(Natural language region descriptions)

• • • • • • •

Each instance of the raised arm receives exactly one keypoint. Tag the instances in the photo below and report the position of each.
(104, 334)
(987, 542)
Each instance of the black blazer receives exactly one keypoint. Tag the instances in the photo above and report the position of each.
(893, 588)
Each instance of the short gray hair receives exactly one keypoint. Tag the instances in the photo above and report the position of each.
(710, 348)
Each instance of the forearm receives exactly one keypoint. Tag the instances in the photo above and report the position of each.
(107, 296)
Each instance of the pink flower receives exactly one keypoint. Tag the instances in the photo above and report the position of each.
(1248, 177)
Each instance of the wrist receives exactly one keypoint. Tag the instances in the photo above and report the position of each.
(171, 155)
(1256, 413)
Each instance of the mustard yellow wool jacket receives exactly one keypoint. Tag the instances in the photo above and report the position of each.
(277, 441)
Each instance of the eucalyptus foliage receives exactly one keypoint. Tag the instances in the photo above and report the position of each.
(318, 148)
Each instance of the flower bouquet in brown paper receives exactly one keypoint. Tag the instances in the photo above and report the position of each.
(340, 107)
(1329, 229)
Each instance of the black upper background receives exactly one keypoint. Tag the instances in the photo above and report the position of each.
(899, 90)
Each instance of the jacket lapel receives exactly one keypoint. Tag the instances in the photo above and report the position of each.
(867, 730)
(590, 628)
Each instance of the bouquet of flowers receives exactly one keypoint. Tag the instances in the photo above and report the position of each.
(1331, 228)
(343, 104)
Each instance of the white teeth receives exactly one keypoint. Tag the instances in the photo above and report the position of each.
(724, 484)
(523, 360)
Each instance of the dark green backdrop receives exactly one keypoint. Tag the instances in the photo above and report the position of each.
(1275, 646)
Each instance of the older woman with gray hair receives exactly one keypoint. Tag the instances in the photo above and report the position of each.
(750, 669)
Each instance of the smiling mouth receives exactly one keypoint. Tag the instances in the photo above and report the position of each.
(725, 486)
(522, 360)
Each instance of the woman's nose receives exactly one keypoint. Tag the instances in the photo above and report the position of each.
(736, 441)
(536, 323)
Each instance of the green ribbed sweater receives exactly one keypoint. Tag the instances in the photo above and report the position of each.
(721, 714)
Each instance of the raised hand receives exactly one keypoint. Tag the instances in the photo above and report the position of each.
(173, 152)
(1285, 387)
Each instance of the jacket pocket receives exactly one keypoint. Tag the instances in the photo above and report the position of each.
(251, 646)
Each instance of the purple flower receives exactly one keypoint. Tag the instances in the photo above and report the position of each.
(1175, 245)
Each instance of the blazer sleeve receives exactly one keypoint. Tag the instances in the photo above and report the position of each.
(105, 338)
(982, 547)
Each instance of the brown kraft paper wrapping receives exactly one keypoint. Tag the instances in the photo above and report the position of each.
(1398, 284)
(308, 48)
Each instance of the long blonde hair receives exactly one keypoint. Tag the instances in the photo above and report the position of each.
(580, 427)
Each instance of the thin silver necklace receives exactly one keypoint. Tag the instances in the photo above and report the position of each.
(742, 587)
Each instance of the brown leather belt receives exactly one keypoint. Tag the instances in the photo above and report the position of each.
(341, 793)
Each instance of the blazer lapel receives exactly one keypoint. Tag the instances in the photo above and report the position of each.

• • • • • • •

- **Problem statement**
Exactly the lines from the one containing "Each instance of the brown kraft" through the final line above, and only those, should be given again.

- **Your response**
Each instance of the brown kraft paper wrapping receives exactly one keypoint. Tag the instances in the photo above and report the position of each.
(1398, 284)
(308, 48)
Each instance of the long blonde hair receives exactly one keypoint. Tag the instances in the photo above and report the position of each.
(580, 427)
Each instance of the thin silver necklace receives exactly one keypoint. Tag the instances in the photo above and report the position of each.
(742, 587)
Each instance of the brown leather belt receives exactly one keypoint. Tag the instances in the photo above and report the position of each.
(341, 793)
Each instance of the blazer lapel receives exactly one keypoint. Tag the instances in the photo above and report the position of each.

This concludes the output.